--- Recorded information ---

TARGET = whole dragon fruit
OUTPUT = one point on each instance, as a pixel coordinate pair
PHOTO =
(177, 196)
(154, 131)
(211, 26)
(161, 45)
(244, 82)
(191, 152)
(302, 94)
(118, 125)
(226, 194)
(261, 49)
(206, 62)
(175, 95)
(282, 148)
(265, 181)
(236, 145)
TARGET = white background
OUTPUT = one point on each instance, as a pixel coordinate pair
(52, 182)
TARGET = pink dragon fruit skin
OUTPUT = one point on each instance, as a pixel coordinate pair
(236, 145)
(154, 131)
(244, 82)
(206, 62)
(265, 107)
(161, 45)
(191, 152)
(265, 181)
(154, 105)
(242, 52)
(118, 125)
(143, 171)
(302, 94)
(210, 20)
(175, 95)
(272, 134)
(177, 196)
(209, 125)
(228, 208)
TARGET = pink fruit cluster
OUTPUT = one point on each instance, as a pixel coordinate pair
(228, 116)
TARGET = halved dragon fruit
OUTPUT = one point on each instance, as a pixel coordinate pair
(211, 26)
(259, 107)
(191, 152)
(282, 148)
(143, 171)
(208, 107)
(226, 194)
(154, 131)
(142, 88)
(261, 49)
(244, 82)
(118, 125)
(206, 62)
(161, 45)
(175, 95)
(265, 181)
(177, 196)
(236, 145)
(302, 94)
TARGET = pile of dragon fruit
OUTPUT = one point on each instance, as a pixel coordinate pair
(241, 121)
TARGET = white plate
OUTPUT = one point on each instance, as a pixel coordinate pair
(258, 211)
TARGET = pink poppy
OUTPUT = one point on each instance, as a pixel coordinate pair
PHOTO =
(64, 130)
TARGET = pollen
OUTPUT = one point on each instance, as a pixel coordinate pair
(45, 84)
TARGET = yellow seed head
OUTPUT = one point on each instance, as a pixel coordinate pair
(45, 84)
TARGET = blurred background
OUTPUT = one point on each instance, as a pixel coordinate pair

---

Problem requirements:
Reproduce all of the data above line for line, without any alteration.

Complete response:
TARGET = whole dragon fruit
OUTPUT = one point on each instance, as a pixel coordinate pair
PHOTO =
(177, 196)
(154, 131)
(211, 26)
(161, 45)
(244, 82)
(191, 152)
(302, 94)
(118, 125)
(226, 194)
(261, 49)
(206, 62)
(175, 95)
(282, 148)
(265, 181)
(236, 145)
TARGET = white background
OUTPUT = one point on each instance, as a pixel coordinate pair
(52, 182)
TARGET = pink dragon fruit skin
OUTPUT = one point on each instance, as a pixel coordinate pair
(236, 145)
(154, 131)
(244, 82)
(206, 62)
(265, 107)
(161, 45)
(191, 152)
(265, 181)
(154, 105)
(242, 52)
(118, 125)
(143, 171)
(302, 94)
(210, 20)
(175, 95)
(272, 134)
(177, 196)
(209, 125)
(228, 208)
TARGET = pink fruit cluster
OUTPUT = one point on each instance, as a pixel coordinate pair
(228, 116)
TARGET = halved dragon fruit
OUTPUT = one point on each instance, as a pixel coordinate pair
(211, 26)
(259, 107)
(191, 152)
(282, 148)
(143, 171)
(208, 107)
(226, 194)
(154, 131)
(142, 88)
(261, 49)
(244, 82)
(118, 125)
(206, 62)
(161, 45)
(175, 95)
(265, 181)
(177, 196)
(236, 145)
(302, 94)
TARGET = pile of dragon fruit
OUTPUT = one point on each instance, as a pixel coordinate pair
(241, 121)
TARGET = white plate
OUTPUT = one point on each instance, as a pixel coordinate pair
(258, 211)
TARGET = pink poppy
OUTPUT = one point on each instance, as a pixel coordinate pair
PHOTO =
(64, 130)
TARGET = pollen
OUTPUT = one point on each instance, as a pixel coordinate pair
(45, 84)
TARGET = yellow seed head
OUTPUT = one point on each instance, as a pixel coordinate pair
(45, 84)
TARGET = blurred background
OUTPUT = one point on each instance, as a pixel coordinate pair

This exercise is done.